__Written exercise 1__
Write out the whole blog post about point-and-click adventure games, word for word.

begin Source

The point and click adventure is going through a bit of a renaissance period at the minute. Monkey Island has gone episodic and is seeing regular releases along with all the other Teltale games, Zombie Cow recently hit the scene with 2 brilliant original games, Machinarium has just come out which has some of the best artwork I have ever seen in gaming, and Lucas Arts re-released a load of their old games on steam. So, it’s clearly a popular genre, and one that I’ve invested quite a lot of time in over the years. Just lately though I’ve come to the realisation that it’s not a genre I particularly enjoy. It’s a shame because it’s the one place you can look for solid story, interesting characters, and a decent helping of comedy, but when I try and actually play the games I don’t think I ever actually have any fun.

When I think of a Point and Click adventure, I’m instantly taken back to The Curse of Monkey Island. It’s one of the first games I can remember playing on the PC and I really enjoyed it. I’d play it for hours, just wandering around the town as Guybrush trying to figure out what to do. I was only young when I played it so real feelings of frustration and impatience hadn’t yet dug their dirty claws into me; looking at the interesting scenery, laughing at the funny talking skull and being part of a piratey world was enough. Eventually however I wanted to get somewhere and along with my lovely memories of Monkey Island and my halcyon days, I also recall running up a massive phone bill to the dismay of my parents from calling the Lucas arts helpline to tell me what to do.

end Source

__Written exercise 2__
List every line of the listing that contains the string "Trace", matching case.

begin Stored rows

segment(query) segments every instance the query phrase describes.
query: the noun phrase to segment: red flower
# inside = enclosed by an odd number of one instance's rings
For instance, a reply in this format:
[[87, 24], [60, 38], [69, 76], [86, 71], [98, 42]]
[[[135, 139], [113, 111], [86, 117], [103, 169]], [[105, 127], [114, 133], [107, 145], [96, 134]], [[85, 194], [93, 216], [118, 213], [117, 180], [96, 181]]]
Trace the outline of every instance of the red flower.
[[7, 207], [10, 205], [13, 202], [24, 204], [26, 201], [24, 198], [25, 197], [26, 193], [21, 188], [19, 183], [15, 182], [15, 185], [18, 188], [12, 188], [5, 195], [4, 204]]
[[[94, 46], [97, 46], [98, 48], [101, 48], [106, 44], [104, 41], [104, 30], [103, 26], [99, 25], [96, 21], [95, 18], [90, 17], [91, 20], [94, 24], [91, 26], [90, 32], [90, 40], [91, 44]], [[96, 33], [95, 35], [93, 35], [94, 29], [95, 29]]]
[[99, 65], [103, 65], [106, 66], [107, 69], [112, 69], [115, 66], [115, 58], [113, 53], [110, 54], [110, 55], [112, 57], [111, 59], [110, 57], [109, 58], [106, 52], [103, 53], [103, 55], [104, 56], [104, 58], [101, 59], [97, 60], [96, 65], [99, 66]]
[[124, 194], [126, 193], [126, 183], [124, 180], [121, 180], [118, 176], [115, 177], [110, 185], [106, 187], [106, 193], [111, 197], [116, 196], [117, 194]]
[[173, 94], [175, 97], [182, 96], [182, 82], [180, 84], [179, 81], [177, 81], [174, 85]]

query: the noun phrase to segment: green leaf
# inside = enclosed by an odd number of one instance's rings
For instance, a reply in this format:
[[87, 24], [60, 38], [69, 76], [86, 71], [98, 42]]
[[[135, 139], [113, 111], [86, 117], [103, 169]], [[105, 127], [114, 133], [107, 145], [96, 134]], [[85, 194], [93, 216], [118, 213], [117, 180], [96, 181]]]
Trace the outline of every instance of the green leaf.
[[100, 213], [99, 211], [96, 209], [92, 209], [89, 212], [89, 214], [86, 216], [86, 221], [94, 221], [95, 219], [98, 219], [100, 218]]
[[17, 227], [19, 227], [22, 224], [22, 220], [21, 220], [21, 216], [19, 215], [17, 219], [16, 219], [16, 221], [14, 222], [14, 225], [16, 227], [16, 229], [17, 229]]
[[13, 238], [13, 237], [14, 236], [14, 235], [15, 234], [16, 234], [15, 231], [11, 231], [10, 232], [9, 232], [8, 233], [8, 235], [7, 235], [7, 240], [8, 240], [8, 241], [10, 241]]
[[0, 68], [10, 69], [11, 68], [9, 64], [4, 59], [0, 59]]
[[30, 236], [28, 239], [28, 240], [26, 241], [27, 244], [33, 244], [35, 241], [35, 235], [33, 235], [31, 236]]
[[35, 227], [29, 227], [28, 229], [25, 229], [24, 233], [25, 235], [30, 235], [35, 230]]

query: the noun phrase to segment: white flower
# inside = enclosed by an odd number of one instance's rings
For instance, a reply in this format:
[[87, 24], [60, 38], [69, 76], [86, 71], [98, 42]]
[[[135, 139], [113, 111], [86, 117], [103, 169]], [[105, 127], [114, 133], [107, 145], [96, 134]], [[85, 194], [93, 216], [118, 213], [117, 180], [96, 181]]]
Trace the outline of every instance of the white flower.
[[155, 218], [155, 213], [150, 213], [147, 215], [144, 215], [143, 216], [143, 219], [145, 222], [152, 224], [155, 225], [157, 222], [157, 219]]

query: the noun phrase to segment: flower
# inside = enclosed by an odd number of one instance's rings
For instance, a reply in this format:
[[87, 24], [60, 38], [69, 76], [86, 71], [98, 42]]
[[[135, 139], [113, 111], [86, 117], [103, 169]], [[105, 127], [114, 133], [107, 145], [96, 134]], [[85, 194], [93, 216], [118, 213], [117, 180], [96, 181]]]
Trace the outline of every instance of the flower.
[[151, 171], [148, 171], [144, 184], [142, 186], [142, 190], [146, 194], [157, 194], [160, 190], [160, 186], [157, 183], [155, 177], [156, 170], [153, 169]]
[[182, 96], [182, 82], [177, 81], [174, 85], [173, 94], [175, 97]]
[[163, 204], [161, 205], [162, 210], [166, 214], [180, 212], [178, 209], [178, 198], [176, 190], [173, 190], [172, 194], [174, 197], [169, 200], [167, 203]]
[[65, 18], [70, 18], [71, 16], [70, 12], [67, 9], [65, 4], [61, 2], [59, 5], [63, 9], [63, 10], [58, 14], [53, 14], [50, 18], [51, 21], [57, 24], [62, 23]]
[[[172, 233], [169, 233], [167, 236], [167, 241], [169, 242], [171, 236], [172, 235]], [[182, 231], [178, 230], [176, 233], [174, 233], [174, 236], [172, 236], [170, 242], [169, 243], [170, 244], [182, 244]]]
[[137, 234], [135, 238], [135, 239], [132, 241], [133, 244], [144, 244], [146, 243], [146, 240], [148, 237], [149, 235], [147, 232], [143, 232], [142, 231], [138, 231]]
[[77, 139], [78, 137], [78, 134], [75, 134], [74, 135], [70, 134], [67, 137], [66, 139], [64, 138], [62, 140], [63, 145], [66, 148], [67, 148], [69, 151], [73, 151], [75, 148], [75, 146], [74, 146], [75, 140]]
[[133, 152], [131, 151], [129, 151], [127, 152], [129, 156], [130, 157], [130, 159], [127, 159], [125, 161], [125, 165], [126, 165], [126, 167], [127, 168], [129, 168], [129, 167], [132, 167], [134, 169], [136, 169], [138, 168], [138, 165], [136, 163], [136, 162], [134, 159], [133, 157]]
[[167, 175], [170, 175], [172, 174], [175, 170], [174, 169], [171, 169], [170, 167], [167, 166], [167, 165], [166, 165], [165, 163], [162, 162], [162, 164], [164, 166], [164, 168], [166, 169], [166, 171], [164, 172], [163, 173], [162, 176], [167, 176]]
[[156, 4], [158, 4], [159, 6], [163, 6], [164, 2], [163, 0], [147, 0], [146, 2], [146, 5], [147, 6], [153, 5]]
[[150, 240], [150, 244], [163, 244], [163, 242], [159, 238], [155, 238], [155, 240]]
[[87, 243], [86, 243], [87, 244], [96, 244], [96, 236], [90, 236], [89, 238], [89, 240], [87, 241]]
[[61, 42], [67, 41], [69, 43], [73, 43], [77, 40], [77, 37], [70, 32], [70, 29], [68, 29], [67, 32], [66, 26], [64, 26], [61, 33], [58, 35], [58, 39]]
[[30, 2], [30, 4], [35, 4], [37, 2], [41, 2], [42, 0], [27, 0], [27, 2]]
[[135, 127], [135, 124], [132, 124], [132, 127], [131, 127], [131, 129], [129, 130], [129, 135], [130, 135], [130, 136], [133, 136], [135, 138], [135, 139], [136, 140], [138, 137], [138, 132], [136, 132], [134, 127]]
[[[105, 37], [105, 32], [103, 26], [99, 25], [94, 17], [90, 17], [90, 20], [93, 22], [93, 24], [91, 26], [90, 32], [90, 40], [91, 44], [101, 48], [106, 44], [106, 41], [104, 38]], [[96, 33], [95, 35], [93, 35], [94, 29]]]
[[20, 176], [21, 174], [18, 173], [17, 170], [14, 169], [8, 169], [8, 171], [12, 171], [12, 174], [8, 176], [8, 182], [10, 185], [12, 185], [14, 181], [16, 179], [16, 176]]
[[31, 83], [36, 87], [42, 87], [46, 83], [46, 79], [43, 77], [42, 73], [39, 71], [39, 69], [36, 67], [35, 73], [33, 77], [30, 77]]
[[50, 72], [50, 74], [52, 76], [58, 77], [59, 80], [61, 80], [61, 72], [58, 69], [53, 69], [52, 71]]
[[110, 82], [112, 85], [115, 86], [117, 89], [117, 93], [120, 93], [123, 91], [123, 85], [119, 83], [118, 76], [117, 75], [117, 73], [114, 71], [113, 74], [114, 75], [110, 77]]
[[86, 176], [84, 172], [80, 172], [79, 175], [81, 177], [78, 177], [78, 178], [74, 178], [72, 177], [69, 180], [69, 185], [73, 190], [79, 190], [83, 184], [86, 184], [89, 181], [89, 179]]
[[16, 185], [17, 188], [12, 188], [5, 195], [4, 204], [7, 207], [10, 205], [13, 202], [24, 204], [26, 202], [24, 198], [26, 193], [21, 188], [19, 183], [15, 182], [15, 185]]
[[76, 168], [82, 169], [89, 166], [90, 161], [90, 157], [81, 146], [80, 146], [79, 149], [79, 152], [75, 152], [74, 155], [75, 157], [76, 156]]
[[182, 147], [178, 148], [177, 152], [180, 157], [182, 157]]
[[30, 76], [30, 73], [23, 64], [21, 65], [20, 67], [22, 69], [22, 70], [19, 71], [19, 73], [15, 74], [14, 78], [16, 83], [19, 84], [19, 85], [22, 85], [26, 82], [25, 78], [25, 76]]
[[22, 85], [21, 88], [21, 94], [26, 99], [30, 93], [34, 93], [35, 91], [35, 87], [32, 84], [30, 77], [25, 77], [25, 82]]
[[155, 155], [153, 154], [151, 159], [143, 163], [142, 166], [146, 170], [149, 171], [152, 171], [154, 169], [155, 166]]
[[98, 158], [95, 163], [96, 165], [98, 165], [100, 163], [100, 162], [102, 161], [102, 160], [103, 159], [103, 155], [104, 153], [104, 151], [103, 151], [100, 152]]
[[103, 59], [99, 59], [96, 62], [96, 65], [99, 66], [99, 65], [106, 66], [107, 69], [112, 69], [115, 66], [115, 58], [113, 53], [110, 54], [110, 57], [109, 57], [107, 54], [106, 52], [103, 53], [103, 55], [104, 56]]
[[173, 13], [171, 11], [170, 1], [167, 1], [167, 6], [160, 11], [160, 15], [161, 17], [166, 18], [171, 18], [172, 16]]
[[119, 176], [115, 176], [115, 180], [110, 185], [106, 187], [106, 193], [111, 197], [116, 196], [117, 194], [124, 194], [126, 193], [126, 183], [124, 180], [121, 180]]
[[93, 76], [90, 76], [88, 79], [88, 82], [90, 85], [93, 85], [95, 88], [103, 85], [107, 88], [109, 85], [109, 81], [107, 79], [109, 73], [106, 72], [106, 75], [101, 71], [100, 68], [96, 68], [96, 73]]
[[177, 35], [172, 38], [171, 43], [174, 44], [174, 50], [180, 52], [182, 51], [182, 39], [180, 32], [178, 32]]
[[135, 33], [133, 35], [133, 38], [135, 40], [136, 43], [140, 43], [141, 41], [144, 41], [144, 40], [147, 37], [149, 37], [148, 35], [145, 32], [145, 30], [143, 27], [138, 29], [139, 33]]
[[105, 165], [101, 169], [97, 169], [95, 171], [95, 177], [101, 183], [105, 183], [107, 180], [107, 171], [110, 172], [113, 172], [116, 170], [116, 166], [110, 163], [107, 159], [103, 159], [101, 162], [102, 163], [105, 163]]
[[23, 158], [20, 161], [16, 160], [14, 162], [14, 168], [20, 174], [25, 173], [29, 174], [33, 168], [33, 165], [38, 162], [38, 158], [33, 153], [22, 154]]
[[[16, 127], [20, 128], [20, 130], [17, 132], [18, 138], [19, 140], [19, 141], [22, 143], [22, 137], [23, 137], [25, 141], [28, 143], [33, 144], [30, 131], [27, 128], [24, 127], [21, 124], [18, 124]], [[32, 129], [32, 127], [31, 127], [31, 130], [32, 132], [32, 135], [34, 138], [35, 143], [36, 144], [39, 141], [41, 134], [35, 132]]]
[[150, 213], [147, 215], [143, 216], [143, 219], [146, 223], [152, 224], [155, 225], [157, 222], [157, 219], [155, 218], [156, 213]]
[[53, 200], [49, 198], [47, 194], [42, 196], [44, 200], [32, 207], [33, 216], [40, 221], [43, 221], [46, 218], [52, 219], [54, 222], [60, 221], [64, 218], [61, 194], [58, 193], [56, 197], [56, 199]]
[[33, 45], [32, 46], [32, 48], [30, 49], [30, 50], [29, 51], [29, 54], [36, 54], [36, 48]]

end Stored rows

__Response 1__
The point and click adventure is going through a bit of a renaissance period at the minute. Monkey Island has gone episodic and is seeing regular releases along with all the other Teltale games, Zombie Cow recently hit the scene with 2 brilliant original games, Machinarium has just come out which has some of the best artwork I have ever seen in gaming, and Lucas Arts re-released a load of their old games on steam. So, it’s clearly a popular genre, and one that I’ve invested quite a lot of time in over the years. Just lately though I’ve come to the realisation that it’s not a genre I particularly enjoy. It’s a shame because it’s the one place you can look for solid story, interesting characters, and a decent helping of comedy, but when I try and actually play the games I don’t think I ever actually have any fun.

When I think of a Point and Click adventure, I’m instantly taken back to The Curse of Monkey Island. It’s one of the first games I can remember playing on the PC and I really enjoyed it. I’d play it for hours, just wandering around the town as Guybrush trying to figure out what to do. I was only young when I played it so real feelings of frustration and impatience hadn’t yet dug their dirty claws into me; looking at the interesting scenery, laughing at the funny talking skull and being part of a piratey world was enough. Eventually however I wanted to get somewhere and along with my lovely memories of Monkey Island and my halcyon days, I also recall running up a massive phone bill to the dismay of my parents from calling the Lucas arts helpline to tell me what to do.

__Response 2__
Trace the outline of every instance of the red flower.
Trace the outline of every instance of the green leaf.
Trace the outline of every instance of the white flower.
Trace the outline of every instance of the flower.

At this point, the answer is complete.